Stephens Elementary School opened in January 2000 and is located at 3700 West 18th Street, in Little Rock, Arkansas. The school was named for Ms. Charlotte Andrews Stephens, a prominent educator (teacher and principal).
The First African American Teacher in the Little Rock school District
Charlotte “Lottie” Andrews was born in 1854 in Little Rock to William Wallace Andrews, a mulatto slave to U.S. Senator Chester Ashley, and Caroline Williams Andrews, a slave to the Noah Badgett family.
Charlotte Andrews began her education in a private school started by her father in his church, Wesley Chapel at 8th and Broadway in Little Rock. He gave the school to the visiting American Missionaries Association when he went north to study. In 1867, they moved the school to 6th and State and renamed it the Union School.

# PARTS OF THE EXERCISE
**A)** Answer these questions using the passage on Stephens Elementary School and Charlotte Andrews Stephens:
(i) In what month and year did Stephens Elementary School open?
(ii) To whom was William Wallace Andrews enslaved?
(iii) In 1867, where was the school moved, and what was it renamed?
**B)** Write a continuation of the passage on Charlotte Andrews Stephens, beginning after its final sentence.
The lines of data are separate material and have no connection to the passage on Charlotte Andrews Stephens.

# Data lines
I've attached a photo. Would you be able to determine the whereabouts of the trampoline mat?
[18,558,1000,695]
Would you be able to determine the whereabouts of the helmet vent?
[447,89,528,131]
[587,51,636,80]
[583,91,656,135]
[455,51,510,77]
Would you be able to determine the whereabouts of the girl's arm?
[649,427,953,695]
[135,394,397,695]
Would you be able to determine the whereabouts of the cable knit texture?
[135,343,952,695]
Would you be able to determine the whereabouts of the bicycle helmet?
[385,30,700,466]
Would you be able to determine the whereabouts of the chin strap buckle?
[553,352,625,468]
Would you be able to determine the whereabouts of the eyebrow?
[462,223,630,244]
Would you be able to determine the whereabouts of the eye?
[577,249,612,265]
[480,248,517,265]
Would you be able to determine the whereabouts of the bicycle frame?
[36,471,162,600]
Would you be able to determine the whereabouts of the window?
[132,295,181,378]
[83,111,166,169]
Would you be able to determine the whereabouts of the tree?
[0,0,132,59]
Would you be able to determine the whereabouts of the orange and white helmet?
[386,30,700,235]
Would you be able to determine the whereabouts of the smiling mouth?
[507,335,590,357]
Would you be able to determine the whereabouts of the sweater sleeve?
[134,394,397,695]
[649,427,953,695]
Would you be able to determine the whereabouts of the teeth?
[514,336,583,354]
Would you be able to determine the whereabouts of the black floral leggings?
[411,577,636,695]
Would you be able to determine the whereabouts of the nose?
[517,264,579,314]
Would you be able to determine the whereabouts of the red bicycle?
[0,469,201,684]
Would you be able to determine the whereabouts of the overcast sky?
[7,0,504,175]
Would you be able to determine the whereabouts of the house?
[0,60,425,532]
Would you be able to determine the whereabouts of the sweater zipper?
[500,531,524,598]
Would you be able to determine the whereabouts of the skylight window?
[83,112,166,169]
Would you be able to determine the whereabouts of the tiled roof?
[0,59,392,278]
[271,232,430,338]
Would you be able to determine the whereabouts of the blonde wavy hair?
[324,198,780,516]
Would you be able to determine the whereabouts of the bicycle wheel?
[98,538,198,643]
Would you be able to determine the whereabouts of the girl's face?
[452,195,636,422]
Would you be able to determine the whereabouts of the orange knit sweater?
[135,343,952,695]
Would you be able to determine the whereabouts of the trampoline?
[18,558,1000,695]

# TASK-BY-TASK OUTPUTS
**A)**
(i) January 2000
(ii) U.S. Senator Chester Ashley
(iii) It was moved to 6th and State and renamed the Union School.

**B)**
Two years later, in 1869, at the age of fifteen, Ms. Andrews, the best student in class at the school, was chosen to substitute for her own teacher, who had become ill near the end of the school year. In the same period, the city of Little Rock organized its own public-school system and bought the Union School. At the end of that school term, Ms. Andrews and three other black teachers were hired for the following year, thus making her the first black teacher in the system because she had taught part of the preceding school year. After teaching one full year, Ms. Andrews took a leave of absence to attend Oberlin College in Ohio which she attended for three years all the while returning to Little Rock to teach and earn money to pay for her schooling.
In 1873, she returned to Little Rock permanently and although she continued to work on her teaching credentials, unfortunately, she was never able to finish her degree. Ms. Andrews married John Herbert Stephens and had eight children. She worked as a teacher in Little Rock for seventy years before her retirement in 1939 at the age of 85. Mrs. Stephens’ extraordinary career included teaching in all grades as an elementary school teacher, a high school teacher, principal of Capitol Hill School and finally retiring as a teaching librarian at Dunbar high school.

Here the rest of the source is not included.